* TASK TO CARRY OUT *
Tally the lines below containing the word "would" and give that total alone.

* DATA EXTRACTS *

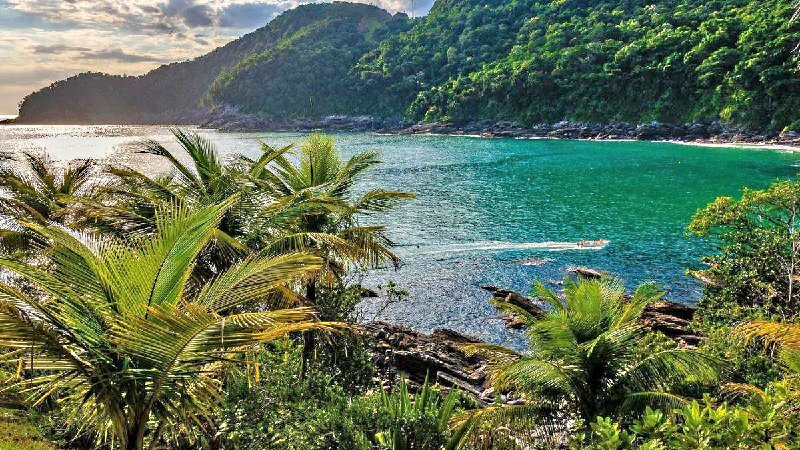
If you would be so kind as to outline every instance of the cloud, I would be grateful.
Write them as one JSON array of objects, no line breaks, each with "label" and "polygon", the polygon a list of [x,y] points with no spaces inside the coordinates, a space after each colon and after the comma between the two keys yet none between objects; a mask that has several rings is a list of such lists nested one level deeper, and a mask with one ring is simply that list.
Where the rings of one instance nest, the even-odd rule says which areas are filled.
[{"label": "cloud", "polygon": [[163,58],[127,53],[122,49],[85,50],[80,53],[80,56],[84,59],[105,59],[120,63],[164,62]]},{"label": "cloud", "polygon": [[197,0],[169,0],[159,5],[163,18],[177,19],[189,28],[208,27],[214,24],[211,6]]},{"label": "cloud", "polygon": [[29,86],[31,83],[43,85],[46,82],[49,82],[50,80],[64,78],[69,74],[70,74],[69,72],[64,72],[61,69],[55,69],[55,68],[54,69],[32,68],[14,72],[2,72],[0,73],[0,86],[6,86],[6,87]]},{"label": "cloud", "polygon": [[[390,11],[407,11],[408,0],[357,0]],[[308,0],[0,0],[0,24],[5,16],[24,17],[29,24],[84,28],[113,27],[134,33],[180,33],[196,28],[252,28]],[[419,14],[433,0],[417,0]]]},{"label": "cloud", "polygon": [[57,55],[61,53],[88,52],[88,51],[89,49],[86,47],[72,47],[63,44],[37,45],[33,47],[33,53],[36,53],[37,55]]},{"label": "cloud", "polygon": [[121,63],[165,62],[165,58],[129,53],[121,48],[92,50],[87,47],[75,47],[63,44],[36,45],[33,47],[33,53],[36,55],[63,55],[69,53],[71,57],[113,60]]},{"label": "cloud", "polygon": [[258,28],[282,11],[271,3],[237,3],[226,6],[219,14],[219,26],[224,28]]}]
--
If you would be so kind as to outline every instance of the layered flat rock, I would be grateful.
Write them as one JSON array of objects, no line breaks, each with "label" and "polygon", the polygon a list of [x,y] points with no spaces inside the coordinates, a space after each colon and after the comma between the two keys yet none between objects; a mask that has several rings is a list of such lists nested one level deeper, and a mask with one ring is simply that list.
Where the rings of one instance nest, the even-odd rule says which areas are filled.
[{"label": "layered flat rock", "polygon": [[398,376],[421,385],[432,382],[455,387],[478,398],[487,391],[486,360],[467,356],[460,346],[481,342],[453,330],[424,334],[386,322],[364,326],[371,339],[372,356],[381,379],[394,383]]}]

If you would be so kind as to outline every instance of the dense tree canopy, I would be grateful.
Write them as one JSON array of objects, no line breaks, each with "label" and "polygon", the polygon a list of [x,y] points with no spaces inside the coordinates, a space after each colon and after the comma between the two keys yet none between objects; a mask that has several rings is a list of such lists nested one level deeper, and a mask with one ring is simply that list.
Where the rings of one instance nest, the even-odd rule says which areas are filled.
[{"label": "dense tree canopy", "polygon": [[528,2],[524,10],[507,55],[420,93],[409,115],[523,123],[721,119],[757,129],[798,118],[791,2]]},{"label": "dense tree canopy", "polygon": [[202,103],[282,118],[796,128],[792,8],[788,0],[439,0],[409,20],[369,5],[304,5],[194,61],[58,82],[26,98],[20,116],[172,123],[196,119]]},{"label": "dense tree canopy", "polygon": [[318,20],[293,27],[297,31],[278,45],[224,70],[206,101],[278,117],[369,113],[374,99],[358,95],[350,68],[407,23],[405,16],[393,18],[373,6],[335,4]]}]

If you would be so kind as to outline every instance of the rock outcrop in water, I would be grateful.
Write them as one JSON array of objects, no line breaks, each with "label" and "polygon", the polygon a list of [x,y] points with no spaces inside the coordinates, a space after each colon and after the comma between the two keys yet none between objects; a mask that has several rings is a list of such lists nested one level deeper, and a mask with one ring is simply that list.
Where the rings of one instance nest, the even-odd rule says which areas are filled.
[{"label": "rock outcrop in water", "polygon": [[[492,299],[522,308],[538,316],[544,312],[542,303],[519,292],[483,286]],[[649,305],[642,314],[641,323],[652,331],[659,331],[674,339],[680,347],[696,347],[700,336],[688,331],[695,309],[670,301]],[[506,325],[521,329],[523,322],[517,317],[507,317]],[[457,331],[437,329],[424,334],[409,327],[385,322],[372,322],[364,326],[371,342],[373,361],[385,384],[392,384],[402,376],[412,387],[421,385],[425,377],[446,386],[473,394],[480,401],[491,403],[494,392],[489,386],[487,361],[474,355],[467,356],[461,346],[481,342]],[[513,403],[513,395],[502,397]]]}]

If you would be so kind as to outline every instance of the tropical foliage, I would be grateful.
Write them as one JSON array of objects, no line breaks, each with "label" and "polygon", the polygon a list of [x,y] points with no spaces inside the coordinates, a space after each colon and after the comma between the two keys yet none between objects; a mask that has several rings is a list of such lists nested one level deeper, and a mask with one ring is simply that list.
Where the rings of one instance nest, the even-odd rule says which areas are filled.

* YOUR SOLUTION *
5